**Short task:** List every line in the items below that contains the word "archway", reproducing each such line in full.

**Data for this exercise:**
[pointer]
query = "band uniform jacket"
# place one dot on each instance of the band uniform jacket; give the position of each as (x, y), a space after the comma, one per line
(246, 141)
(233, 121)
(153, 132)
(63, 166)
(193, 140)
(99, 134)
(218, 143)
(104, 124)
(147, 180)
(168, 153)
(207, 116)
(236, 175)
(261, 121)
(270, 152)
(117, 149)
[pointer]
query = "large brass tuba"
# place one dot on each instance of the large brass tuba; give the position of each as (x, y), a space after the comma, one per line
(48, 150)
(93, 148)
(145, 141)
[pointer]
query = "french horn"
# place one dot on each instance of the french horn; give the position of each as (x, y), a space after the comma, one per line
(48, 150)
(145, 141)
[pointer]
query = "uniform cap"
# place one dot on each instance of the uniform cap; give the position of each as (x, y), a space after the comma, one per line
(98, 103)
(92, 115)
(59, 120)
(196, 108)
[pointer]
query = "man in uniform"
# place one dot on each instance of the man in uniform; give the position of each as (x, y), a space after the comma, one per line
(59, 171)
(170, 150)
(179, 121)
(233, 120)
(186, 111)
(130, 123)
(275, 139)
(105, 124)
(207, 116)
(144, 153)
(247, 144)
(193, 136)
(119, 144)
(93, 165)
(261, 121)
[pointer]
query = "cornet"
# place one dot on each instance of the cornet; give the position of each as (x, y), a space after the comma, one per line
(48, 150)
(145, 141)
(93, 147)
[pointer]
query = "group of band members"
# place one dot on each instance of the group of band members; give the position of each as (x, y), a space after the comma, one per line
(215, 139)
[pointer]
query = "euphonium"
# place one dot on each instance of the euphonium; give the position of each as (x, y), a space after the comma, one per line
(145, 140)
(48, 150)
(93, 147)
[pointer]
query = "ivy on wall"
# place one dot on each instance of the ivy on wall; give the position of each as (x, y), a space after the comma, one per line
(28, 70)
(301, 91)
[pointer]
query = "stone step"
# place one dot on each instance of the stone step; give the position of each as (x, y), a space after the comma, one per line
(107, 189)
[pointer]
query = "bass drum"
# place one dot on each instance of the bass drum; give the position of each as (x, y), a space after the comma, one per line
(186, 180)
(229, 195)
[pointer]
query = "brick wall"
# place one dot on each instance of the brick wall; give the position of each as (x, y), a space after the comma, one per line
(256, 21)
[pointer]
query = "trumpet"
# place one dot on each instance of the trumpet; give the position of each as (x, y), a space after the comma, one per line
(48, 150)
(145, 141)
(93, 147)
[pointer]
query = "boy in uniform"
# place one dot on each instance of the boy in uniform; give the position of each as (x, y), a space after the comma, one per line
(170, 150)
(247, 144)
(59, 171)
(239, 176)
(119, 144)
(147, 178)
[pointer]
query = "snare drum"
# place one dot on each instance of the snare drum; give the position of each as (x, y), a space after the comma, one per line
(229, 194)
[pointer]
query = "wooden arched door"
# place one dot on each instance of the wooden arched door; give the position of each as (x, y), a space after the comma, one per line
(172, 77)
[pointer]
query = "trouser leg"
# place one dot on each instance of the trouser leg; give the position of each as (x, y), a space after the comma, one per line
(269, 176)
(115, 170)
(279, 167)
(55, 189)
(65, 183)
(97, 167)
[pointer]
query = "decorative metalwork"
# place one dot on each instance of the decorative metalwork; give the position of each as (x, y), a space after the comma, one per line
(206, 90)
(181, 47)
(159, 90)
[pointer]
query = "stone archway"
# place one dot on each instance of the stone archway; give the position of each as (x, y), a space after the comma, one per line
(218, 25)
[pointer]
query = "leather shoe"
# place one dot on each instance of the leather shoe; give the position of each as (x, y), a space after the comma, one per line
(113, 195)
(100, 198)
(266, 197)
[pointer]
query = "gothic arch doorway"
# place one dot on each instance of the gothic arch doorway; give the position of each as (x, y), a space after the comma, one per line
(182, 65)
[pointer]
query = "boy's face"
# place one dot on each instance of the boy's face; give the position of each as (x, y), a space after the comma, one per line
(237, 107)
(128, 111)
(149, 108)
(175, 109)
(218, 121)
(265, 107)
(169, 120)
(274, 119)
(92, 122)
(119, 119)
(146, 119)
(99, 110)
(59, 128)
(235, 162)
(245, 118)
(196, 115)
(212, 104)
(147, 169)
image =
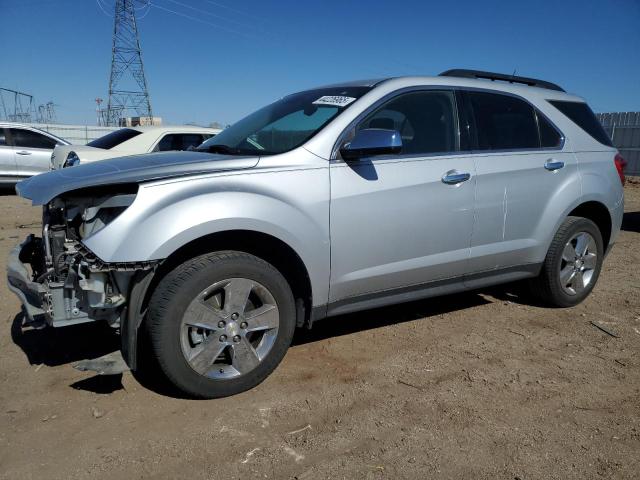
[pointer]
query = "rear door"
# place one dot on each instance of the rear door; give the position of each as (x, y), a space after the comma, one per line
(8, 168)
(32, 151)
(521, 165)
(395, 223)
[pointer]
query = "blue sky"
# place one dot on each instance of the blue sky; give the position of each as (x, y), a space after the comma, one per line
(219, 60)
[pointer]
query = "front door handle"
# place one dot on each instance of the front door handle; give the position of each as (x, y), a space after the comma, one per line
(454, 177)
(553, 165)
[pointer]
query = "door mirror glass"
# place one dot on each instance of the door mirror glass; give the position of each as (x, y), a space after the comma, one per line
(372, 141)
...
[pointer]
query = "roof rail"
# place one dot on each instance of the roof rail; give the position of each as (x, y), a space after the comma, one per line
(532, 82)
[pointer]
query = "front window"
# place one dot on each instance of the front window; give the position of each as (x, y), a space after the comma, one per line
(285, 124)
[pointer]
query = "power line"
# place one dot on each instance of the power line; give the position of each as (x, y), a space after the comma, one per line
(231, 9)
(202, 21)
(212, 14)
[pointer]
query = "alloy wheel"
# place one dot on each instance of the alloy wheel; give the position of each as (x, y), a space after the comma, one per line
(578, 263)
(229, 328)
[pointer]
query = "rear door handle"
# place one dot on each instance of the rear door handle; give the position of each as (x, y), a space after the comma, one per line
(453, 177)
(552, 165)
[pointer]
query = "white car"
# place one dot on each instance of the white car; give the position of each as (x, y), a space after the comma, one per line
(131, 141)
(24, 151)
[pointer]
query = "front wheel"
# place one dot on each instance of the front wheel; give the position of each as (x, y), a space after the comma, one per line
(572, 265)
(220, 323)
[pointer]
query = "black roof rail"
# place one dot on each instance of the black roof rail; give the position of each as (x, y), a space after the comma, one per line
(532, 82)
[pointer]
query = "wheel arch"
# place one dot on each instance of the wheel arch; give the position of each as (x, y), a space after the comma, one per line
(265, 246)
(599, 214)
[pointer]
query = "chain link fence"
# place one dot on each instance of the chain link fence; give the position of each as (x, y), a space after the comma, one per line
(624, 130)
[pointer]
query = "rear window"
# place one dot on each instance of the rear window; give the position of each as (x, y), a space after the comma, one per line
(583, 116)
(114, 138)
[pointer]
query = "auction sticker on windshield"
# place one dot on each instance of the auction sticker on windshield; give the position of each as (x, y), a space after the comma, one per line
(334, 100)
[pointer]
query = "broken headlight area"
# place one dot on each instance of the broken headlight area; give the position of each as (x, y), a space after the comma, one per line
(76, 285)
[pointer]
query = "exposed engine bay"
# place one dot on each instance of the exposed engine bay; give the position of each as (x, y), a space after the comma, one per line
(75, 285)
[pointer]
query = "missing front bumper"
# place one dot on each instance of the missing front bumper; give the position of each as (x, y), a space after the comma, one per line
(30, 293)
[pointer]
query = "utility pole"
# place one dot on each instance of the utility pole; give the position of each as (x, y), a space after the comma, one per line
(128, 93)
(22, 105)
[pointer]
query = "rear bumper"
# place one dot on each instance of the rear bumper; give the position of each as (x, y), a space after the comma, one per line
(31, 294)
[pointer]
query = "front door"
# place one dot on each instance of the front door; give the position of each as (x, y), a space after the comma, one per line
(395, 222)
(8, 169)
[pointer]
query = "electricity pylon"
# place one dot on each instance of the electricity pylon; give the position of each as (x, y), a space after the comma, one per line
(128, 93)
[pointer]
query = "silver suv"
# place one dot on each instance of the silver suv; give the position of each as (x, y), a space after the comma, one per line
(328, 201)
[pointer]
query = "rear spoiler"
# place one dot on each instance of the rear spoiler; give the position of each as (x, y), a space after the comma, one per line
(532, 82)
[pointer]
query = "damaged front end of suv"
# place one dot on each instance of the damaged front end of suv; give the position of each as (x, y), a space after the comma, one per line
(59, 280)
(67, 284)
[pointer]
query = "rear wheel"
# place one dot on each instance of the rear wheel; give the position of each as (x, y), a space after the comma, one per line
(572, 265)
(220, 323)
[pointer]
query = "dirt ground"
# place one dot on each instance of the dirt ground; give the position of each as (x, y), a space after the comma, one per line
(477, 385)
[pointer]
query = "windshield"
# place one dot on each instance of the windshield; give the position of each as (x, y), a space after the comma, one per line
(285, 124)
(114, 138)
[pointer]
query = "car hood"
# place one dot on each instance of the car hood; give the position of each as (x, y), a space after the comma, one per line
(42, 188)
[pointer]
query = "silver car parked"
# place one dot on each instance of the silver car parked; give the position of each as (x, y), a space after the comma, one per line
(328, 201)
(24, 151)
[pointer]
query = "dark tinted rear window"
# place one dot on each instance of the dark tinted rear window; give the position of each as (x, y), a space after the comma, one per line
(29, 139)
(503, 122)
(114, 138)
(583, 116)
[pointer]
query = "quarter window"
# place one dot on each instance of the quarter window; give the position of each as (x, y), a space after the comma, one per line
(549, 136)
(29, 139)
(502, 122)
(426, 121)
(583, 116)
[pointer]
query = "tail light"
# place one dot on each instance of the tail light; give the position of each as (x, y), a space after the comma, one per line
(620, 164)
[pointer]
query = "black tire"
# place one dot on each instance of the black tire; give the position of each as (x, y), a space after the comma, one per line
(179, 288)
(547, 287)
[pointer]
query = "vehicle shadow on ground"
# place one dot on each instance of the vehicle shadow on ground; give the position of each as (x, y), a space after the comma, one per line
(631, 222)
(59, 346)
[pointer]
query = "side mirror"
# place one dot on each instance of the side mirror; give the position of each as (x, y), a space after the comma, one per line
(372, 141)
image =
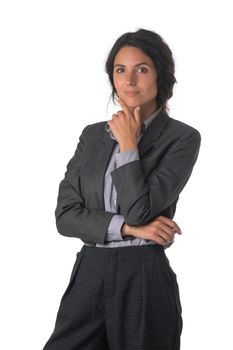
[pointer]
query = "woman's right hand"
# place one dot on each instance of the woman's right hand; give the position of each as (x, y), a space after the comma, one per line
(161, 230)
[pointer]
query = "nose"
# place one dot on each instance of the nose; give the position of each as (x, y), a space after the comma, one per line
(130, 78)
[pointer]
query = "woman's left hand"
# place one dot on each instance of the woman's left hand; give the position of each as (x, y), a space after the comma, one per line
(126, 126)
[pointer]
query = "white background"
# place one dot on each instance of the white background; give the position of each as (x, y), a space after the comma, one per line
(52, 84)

**Worked solution:**
query = "stone archway"
# place one dot on each instance of the stone archway; give the position of each as (x, y), a space after the comma, one per line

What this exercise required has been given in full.